Vorgegebener Text:
==================================================
Es war auch etwas Zeit, die Gegend abseits ein wenig zu erkunden. Zum Beispiel die stillgelegte Minibahn, welche mal zum etwas höher gelegenen Nachbargipfel führte. Seit zwei Jahren war die Bahn aber nicht mehr in Betrieb. Wir folgten der Streckenführung ungefähr einen Kilometer, hatten aber keine gute Sicht. Die Sonne blinzelte nur manchmal durch den hochwabbelnden Wolkendunst. Aus der anfänglichen Sichtbarkeitsprognose von 70 % (noch aus Deutschland) waren mittlerweile nur noch 50 % geworden. Mental gab man sich hoffnungsvoll bittend.

Nach einer schlechten kurzen Nacht (Gasthaus siehe weiter oben und seit 22:00 Uhr regnete es), begab die Hälfte der Gruppe sich zum Kloster.
==================================================
Extrahiertes Material:
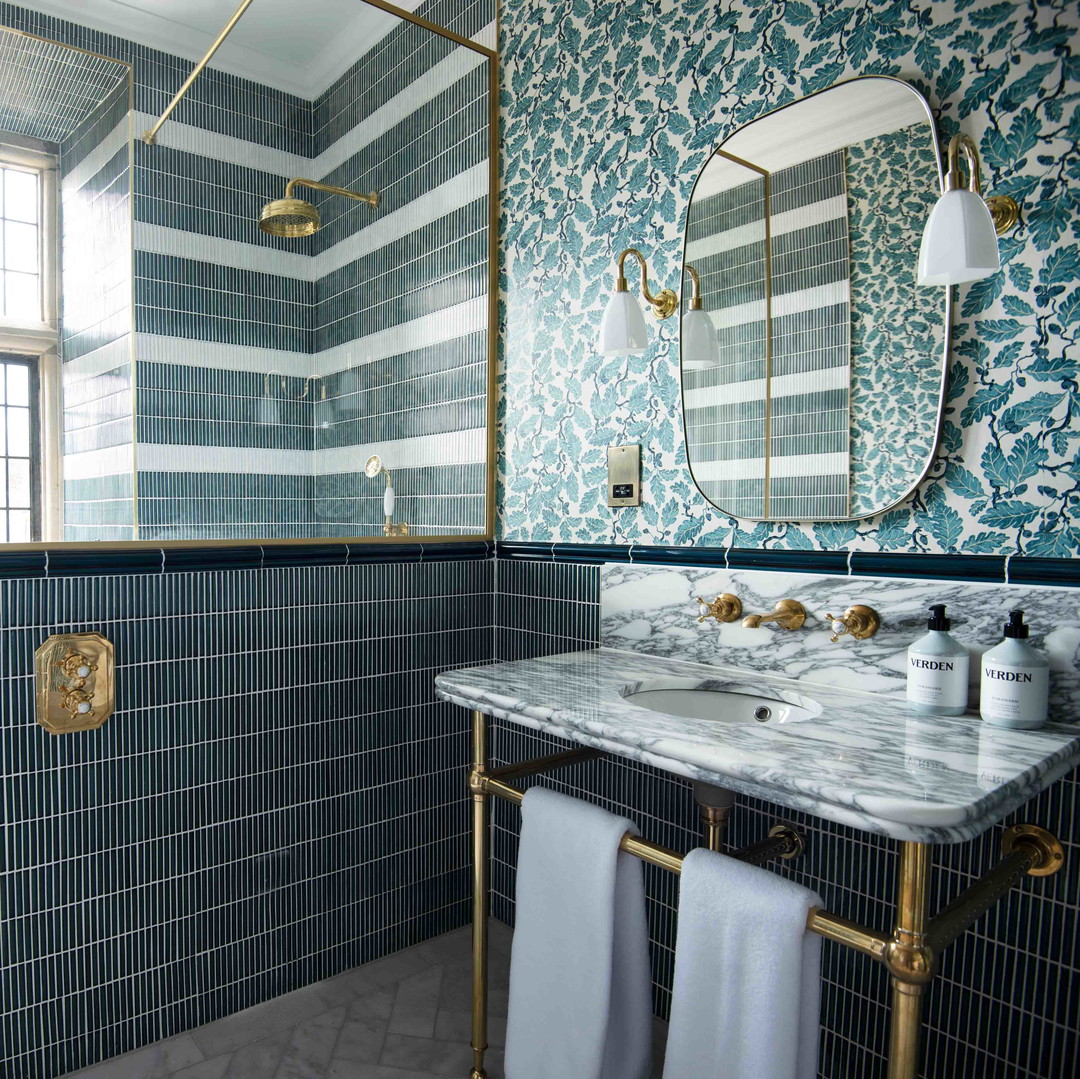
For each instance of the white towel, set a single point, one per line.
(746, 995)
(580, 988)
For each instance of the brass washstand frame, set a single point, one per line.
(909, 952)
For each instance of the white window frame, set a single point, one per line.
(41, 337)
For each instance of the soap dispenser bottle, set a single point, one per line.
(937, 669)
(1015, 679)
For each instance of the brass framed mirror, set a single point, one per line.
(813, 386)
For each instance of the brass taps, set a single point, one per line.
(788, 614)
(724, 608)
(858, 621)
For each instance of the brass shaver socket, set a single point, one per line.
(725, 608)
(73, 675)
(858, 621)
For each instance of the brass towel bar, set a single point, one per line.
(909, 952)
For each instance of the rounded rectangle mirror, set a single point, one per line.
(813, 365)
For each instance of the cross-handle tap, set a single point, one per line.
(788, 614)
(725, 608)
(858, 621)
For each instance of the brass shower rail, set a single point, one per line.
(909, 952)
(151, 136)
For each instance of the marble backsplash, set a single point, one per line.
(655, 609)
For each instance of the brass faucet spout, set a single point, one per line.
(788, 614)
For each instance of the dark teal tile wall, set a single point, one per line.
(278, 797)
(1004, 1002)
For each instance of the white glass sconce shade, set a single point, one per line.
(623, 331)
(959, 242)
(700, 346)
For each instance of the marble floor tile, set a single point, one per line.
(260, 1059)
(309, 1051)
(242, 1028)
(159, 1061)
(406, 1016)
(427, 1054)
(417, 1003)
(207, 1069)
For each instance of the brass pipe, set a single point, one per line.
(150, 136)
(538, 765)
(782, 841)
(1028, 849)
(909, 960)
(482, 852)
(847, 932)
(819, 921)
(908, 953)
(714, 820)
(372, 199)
==================================================
Ziel der Übung:
Aktualisiere im Reisebericht den Abschnitt, der mit „Es war auch“ beginnt und sich bis einschließlich „sich zum Kloster.“ fortsetzt, und gib ihn vollständig wieder. Ersetze dabei „Minibahn“ durch „Seilbahn“.

Endergebnis:
Es war auch etwas Zeit, die Gegend abseits ein wenig zu erkunden. Zum Beispiel die stillgelegte Seilbahn, welche mal zum etwas höher gelegenen Nachbargipfel führte. Seit zwei Jahren war die Bahn aber nicht mehr in Betrieb. Wir folgten der Streckenführung ungefähr einen Kilometer, hatten aber keine gute Sicht. Die Sonne blinzelte nur manchmal durch den hochwabbelnden Wolkendunst. Aus der anfänglichen Sichtbarkeitsprognose von 70 % (noch aus Deutschland) waren mittlerweile nur noch 50 % geworden. Mental gab man sich hoffnungsvoll bittend.

Nach einer schlechten kurzen Nacht (Gasthaus siehe weiter oben und seit 22:00 Uhr regnete es), begab die Hälfte der Gruppe sich zum Kloster.